- [Exercise task]
Count the lines in the items below that contain the string "edge". Reply with the number alone.

- [Supplied data]
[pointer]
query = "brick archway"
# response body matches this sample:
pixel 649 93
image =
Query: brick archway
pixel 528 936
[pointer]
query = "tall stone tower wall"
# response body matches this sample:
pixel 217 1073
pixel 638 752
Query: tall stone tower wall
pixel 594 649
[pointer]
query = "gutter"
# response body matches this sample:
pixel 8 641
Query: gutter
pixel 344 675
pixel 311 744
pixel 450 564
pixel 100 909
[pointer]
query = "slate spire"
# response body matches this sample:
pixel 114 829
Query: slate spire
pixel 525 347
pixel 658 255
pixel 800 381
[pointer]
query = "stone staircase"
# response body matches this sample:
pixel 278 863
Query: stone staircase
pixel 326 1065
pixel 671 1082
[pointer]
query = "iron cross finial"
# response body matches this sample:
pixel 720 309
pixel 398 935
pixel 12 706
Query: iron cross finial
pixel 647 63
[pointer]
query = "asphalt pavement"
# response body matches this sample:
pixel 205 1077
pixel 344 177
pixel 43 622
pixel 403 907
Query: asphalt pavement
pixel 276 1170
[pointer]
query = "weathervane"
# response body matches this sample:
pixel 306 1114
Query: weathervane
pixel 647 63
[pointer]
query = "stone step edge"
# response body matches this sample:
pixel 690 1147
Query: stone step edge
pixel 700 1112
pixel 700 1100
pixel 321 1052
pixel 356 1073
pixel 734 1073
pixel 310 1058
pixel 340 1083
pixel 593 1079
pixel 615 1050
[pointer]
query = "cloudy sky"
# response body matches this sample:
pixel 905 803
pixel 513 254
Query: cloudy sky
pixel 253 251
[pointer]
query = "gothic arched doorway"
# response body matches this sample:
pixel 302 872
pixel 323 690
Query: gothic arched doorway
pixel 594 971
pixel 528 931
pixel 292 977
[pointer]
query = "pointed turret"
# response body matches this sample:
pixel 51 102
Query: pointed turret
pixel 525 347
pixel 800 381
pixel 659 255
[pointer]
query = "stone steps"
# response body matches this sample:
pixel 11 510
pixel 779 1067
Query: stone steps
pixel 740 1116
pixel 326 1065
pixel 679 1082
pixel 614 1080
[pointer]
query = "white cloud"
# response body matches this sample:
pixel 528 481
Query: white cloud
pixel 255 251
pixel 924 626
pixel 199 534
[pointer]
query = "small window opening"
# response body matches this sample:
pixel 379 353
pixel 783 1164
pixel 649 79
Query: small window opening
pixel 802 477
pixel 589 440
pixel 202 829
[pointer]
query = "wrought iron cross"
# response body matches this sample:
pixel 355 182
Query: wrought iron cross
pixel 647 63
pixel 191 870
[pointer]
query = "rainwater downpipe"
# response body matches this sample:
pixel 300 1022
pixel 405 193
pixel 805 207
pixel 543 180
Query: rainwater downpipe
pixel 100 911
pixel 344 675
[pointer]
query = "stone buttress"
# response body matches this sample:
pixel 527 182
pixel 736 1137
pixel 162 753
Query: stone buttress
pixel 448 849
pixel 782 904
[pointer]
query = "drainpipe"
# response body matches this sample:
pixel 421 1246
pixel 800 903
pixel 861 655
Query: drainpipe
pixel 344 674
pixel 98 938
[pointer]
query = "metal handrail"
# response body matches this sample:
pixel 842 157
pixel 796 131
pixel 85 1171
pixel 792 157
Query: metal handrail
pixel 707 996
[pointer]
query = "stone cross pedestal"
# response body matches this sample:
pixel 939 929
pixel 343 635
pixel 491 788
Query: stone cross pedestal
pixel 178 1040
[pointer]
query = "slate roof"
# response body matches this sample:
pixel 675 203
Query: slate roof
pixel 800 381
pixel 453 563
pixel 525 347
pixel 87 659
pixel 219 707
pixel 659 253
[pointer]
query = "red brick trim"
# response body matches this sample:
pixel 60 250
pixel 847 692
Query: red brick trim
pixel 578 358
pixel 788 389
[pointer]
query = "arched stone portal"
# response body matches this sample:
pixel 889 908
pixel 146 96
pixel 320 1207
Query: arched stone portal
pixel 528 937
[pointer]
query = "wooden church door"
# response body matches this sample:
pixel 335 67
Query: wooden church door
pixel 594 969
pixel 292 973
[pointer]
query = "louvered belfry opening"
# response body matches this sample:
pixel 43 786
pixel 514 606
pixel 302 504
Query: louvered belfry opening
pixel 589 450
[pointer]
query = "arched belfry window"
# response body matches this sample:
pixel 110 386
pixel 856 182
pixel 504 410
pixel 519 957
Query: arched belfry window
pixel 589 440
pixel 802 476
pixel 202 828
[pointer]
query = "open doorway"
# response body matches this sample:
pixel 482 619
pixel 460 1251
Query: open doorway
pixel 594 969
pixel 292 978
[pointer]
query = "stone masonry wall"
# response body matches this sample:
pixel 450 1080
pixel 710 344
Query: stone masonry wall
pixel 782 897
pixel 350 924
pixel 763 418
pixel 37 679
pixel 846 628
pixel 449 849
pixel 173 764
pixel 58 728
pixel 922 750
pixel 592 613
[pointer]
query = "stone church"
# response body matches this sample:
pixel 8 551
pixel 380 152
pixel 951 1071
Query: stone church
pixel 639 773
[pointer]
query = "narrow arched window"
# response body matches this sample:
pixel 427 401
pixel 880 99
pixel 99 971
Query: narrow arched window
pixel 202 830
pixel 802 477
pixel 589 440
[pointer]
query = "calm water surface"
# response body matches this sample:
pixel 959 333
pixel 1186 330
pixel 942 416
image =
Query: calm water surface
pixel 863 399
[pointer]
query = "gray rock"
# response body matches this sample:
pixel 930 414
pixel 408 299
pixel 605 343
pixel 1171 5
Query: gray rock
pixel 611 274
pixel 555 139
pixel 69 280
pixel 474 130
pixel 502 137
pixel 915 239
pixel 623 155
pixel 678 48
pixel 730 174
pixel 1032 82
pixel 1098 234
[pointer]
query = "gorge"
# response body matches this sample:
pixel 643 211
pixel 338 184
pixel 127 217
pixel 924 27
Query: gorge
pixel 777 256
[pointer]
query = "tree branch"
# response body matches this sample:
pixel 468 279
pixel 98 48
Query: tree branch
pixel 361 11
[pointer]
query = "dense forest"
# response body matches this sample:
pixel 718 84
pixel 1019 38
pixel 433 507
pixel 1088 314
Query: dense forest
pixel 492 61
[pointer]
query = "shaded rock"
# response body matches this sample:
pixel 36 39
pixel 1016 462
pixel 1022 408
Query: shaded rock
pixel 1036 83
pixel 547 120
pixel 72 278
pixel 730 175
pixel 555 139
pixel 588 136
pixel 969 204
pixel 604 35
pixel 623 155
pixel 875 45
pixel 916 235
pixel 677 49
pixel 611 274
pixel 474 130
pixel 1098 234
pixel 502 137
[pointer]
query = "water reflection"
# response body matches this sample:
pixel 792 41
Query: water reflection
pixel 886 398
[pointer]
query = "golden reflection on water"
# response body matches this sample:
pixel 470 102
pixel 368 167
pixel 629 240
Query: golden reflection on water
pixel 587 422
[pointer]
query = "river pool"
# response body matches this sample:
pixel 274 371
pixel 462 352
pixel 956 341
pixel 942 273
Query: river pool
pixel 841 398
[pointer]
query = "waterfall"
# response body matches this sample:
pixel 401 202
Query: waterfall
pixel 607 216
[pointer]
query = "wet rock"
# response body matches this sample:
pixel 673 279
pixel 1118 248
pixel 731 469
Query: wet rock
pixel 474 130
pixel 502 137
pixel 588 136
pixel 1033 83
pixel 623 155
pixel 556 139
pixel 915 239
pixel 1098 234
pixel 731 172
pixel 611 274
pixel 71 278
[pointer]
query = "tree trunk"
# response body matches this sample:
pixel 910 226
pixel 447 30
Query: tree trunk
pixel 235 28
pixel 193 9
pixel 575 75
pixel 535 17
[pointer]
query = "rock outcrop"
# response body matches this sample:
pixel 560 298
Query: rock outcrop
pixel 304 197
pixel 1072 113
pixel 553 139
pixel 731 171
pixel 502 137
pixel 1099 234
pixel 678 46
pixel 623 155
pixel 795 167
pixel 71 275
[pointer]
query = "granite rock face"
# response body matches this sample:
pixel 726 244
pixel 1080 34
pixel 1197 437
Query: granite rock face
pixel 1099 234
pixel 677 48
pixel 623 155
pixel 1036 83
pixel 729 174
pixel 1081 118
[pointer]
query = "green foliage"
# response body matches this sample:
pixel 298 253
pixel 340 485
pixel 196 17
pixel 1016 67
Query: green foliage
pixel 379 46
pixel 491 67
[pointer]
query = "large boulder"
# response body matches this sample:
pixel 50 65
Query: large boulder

- [Response to this exercise]
2